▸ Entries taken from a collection
□ □ □ □ □ □ □

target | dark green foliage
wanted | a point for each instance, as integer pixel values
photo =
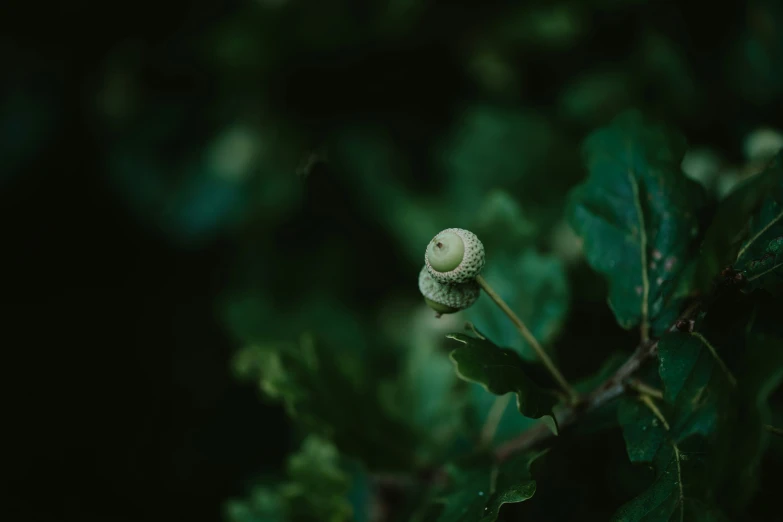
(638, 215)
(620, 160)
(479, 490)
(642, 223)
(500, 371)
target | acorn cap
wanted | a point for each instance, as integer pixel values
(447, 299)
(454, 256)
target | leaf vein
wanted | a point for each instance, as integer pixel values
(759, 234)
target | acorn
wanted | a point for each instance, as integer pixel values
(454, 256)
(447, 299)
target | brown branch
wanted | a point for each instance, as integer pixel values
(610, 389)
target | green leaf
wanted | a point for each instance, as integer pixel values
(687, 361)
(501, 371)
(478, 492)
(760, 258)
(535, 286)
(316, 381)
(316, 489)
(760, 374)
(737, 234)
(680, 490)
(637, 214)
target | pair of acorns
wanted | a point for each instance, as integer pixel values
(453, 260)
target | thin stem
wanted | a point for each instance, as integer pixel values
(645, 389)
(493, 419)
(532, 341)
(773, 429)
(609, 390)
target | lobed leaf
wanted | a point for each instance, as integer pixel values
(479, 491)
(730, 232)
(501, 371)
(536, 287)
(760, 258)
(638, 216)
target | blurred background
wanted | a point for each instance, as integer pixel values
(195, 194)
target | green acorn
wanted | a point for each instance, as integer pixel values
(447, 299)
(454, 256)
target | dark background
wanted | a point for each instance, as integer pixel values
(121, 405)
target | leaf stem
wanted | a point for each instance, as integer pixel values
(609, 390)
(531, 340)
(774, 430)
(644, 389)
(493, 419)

□ □ □ □ □ □ □

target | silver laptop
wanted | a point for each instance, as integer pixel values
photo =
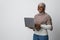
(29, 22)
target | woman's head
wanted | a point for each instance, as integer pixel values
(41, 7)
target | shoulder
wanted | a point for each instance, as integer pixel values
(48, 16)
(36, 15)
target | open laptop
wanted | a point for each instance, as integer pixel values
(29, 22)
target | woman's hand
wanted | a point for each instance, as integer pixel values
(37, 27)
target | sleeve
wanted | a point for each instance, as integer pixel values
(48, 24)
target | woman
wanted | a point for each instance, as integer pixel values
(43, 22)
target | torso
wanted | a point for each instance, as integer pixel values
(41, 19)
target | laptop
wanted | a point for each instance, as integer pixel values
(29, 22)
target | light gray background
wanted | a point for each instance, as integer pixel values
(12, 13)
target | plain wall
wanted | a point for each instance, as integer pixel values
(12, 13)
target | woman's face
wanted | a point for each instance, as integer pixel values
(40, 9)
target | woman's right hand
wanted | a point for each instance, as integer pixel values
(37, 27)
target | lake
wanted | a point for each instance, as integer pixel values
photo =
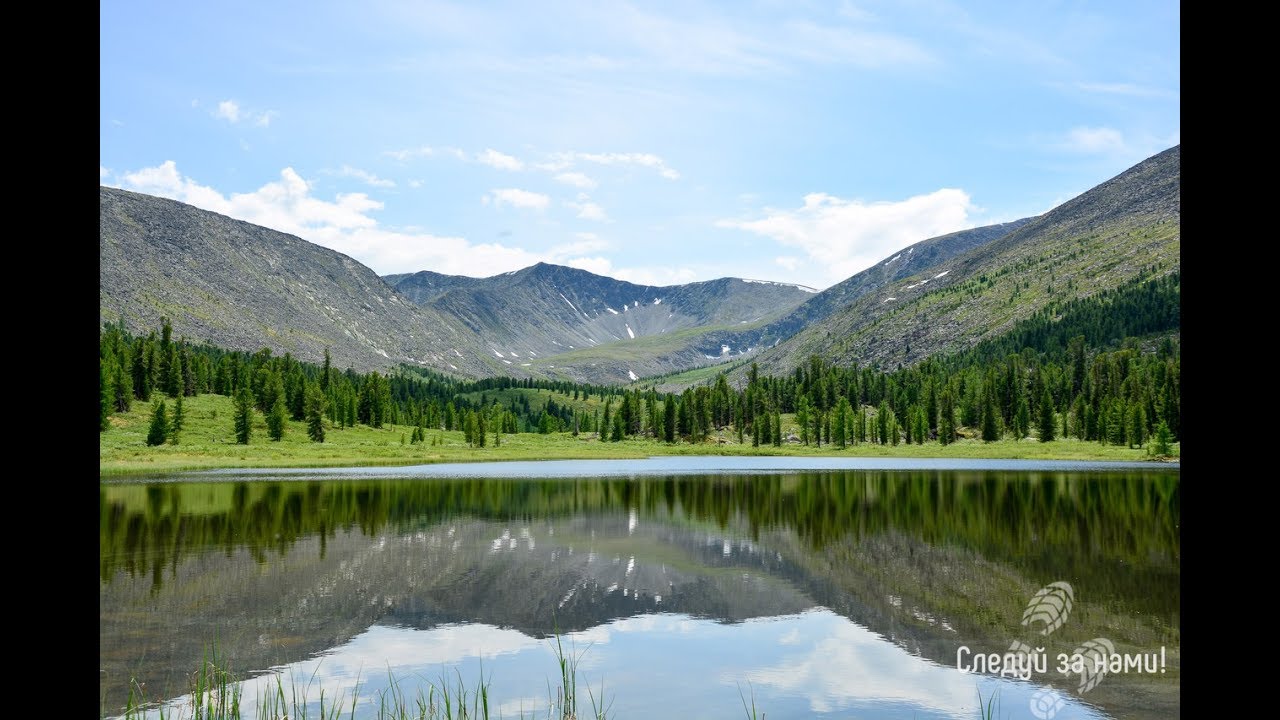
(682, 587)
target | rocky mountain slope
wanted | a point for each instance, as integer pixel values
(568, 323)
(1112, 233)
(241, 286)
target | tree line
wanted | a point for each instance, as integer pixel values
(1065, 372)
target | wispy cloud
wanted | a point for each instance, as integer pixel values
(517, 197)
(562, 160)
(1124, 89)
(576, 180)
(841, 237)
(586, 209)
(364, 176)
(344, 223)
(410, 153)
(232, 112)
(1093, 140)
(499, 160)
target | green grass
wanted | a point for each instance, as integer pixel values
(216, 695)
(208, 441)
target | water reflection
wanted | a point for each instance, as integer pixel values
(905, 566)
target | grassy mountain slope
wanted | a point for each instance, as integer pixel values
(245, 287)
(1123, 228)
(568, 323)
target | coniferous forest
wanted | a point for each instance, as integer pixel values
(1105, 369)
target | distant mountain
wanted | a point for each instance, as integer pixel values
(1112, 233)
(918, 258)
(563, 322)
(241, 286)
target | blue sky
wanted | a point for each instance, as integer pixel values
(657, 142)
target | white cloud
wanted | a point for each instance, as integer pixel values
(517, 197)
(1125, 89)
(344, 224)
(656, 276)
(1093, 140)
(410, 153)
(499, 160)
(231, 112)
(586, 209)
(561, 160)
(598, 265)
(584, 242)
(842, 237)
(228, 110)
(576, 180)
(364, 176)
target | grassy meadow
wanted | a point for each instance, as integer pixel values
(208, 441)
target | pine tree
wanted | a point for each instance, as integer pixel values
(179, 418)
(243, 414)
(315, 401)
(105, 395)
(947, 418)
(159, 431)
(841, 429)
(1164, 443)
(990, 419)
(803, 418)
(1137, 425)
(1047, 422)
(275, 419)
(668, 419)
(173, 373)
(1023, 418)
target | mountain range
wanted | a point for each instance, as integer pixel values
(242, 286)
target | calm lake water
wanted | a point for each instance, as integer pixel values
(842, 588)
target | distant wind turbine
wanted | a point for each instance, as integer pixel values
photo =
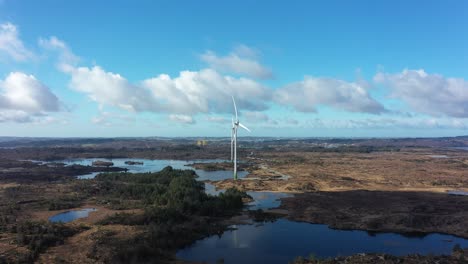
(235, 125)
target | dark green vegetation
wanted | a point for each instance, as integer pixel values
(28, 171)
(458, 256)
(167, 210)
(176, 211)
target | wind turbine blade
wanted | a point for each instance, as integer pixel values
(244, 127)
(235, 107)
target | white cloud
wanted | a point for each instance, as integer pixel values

□ □ □ □ □ □ □

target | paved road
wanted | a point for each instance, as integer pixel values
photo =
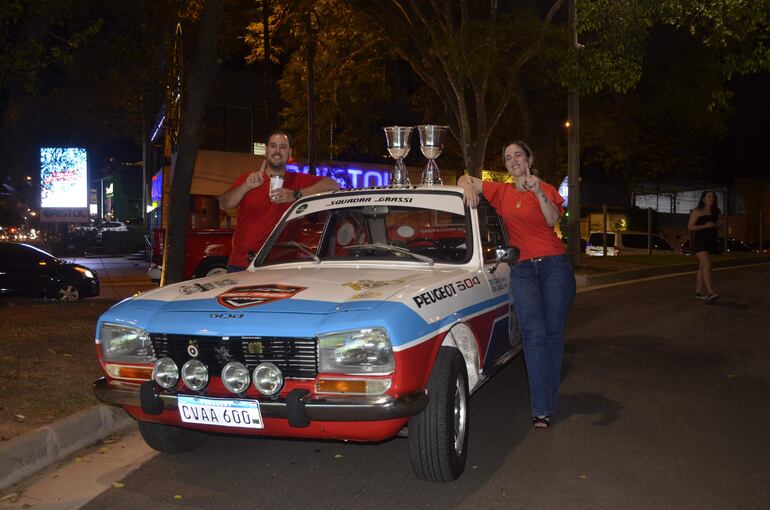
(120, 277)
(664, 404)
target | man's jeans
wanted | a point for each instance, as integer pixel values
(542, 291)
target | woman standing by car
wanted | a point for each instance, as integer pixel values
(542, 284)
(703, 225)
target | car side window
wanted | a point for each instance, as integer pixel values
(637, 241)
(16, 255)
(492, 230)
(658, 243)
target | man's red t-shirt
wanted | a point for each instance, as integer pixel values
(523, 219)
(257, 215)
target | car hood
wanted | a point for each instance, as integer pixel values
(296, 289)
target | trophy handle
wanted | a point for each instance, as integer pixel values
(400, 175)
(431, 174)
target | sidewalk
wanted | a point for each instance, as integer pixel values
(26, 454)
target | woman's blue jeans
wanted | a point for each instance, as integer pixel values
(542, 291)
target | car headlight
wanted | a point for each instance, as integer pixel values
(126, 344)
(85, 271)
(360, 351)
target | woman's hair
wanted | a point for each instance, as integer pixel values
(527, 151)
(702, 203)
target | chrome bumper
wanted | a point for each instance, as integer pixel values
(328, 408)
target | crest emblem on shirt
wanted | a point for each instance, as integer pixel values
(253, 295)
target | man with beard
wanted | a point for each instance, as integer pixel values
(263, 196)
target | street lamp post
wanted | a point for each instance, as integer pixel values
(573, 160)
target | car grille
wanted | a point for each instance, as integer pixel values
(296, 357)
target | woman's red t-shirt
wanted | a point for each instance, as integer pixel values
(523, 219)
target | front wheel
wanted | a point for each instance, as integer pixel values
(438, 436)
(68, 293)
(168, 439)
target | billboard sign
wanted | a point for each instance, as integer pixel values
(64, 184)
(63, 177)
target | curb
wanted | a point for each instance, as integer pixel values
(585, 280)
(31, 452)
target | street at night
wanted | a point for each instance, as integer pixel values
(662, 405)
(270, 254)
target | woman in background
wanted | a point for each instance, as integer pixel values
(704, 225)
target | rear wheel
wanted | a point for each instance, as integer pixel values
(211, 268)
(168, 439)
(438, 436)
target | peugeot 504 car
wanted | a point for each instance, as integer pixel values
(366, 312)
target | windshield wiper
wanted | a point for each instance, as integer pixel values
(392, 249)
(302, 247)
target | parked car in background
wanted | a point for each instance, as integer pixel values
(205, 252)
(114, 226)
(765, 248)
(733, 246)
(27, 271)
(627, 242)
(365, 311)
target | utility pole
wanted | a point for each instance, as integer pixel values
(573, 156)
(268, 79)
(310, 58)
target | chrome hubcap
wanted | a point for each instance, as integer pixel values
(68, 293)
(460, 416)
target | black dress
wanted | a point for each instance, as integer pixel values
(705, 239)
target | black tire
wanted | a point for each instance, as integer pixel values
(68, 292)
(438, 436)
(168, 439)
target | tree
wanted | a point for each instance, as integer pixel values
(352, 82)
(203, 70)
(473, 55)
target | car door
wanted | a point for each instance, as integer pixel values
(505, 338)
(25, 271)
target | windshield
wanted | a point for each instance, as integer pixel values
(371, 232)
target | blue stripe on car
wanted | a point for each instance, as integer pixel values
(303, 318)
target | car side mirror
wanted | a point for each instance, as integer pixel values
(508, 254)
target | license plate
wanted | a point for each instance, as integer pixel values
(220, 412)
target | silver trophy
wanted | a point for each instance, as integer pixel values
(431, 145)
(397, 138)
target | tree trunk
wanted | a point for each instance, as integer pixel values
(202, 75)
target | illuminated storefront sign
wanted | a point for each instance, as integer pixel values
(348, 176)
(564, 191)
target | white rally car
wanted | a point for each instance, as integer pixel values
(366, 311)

□ □ □ □ □ □ □

▸ Task description
Set down, unchanged, only those lines above that fall between the line with "target | wispy cloud" and the line with "target | pine tree", the two end lines included.

▸ Finished exercise
target | wispy cloud
wanted | a point for each instance, as integer pixel values
(517, 197)
(562, 160)
(1124, 89)
(576, 180)
(841, 237)
(586, 209)
(364, 176)
(344, 223)
(410, 153)
(232, 112)
(1093, 140)
(499, 160)
target | green grass
wanted | a point for each instance, as integer pixel values
(216, 695)
(208, 441)
target | water reflection
wanted | a point for each instance, as integer pixel values
(905, 566)
target | grassy mountain slope
wanted | a point for each instance, as integer pixel values
(245, 287)
(1123, 228)
(568, 323)
target | coniferous forest
wanted | a point for each instance, as integer pixel values
(1105, 369)
target | distant mountain
wanted | a point for each instance, as integer pixel values
(1112, 233)
(918, 258)
(563, 322)
(241, 286)
target | blue sky
wanted | a point for each instance, as integer pixel values
(657, 142)
target | white cloud
wanted | a point for each instance, as integer pixel values
(517, 197)
(1125, 89)
(344, 224)
(656, 276)
(1093, 140)
(410, 153)
(499, 160)
(231, 112)
(586, 209)
(561, 160)
(598, 265)
(584, 242)
(842, 237)
(228, 110)
(576, 180)
(364, 176)
target | grassy meadow
wanted | a point for each instance, as integer pixel values
(208, 441)
target | pine tree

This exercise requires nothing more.